**WRITTEN EXERCISE**
Find each line in the items below that contains the word "plant", and copy those lines out one by one.

**INPUT**
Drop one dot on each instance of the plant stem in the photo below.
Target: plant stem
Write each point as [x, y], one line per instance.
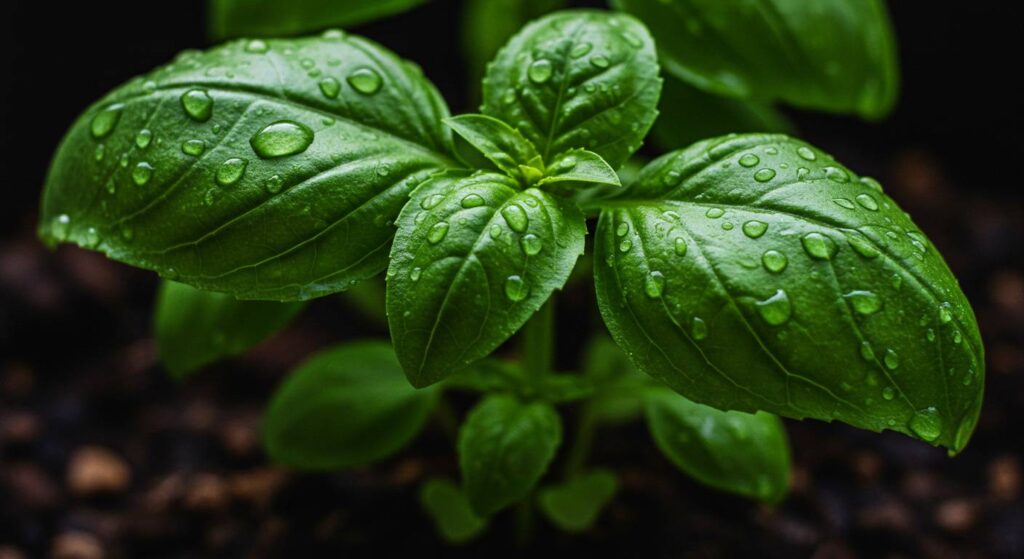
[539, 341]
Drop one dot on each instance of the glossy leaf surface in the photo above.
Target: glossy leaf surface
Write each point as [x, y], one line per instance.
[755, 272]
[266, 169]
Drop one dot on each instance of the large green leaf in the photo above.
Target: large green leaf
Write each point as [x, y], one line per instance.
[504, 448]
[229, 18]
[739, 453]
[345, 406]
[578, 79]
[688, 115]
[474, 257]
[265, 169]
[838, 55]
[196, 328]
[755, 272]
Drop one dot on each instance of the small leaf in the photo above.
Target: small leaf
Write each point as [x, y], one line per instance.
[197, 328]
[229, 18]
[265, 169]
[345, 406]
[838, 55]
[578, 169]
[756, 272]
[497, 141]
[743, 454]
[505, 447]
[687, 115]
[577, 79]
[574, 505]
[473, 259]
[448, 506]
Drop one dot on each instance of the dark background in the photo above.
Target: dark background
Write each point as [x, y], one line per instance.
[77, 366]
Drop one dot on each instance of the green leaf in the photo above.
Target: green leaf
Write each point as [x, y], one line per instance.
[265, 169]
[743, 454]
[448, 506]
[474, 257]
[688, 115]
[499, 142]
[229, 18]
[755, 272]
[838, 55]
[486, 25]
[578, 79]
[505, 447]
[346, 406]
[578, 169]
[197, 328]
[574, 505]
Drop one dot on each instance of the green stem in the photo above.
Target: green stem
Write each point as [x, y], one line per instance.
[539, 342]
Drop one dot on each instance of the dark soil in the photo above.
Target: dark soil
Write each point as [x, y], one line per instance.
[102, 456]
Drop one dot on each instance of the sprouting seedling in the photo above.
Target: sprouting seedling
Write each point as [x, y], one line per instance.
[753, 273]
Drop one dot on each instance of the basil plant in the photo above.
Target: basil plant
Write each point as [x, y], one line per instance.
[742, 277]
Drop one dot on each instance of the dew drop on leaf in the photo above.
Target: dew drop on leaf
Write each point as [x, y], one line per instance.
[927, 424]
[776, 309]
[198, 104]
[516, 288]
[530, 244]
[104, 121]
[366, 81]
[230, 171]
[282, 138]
* * *
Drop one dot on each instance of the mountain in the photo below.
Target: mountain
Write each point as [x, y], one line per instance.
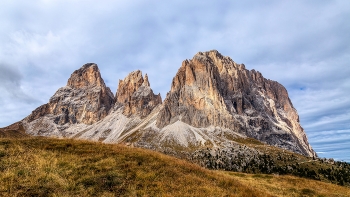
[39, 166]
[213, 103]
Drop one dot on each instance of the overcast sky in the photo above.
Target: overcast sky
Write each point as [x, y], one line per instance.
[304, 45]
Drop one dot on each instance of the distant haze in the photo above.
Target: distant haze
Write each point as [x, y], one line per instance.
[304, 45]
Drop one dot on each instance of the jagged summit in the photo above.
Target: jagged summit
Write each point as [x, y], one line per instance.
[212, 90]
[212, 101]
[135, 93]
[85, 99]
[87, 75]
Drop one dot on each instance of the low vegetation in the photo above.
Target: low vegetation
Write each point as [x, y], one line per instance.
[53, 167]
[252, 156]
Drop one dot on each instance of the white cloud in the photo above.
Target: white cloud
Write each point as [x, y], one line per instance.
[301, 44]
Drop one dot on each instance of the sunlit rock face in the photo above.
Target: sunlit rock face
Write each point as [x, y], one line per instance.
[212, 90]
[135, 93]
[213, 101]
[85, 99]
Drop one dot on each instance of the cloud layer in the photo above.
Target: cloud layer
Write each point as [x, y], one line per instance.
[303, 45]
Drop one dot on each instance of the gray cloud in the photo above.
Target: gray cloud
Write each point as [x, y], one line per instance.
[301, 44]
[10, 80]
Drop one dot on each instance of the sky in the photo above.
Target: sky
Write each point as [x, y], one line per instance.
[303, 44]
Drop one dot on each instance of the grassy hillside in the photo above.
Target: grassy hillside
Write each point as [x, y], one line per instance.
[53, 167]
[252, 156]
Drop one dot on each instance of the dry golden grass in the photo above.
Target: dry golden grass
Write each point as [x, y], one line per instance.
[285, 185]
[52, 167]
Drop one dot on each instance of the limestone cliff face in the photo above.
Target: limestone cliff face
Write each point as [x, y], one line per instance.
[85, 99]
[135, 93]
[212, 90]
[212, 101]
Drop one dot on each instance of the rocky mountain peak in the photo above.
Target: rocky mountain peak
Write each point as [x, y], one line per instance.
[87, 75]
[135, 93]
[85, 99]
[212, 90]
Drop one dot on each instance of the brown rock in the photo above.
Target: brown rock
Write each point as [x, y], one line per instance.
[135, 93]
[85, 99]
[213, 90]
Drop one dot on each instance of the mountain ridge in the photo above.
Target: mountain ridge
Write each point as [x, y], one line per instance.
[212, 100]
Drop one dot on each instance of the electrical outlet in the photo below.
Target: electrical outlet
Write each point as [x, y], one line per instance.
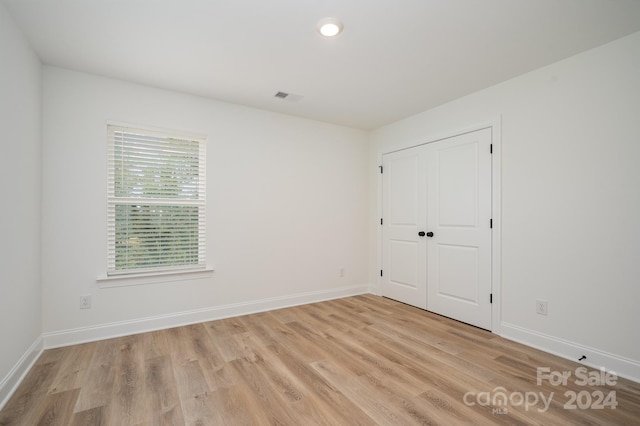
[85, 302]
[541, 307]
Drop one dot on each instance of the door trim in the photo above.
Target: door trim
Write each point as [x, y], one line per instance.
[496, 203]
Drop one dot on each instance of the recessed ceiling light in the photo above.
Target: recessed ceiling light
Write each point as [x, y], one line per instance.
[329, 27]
* * *
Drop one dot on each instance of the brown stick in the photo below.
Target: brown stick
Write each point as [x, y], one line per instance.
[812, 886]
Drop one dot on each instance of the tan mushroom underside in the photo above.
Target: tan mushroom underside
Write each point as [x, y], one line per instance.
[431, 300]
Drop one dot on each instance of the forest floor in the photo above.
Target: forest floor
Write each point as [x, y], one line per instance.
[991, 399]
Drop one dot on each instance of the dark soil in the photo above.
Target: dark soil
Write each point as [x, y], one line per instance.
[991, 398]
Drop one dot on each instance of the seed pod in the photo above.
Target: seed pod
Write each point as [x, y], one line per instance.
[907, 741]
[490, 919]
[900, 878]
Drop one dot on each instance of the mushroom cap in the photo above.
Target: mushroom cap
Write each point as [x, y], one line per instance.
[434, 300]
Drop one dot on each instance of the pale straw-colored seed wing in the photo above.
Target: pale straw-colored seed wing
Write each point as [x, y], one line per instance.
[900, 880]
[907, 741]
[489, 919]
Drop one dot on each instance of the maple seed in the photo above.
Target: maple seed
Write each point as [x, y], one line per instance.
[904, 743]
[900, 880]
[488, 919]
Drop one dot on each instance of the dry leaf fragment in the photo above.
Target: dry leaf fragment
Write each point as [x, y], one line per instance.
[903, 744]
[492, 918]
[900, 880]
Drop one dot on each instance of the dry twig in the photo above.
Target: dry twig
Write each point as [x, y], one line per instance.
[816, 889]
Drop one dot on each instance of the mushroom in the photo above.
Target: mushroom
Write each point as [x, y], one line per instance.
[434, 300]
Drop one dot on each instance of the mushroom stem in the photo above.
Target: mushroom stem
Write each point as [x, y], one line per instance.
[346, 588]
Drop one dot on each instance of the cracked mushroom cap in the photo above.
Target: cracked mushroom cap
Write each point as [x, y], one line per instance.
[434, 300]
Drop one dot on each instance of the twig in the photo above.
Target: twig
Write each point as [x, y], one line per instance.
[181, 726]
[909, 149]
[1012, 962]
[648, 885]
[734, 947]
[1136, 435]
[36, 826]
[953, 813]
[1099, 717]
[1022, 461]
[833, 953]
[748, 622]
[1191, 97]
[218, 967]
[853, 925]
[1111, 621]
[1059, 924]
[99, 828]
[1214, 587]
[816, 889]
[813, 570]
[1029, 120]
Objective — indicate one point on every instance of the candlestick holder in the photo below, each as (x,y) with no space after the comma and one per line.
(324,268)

**SOLVED EXERCISE**
Drop one dot on each instance of the plant stem in the photo below.
Target: plant stem
Drop one dot on each instance of the basil plant in the photo above.
Target: basil plant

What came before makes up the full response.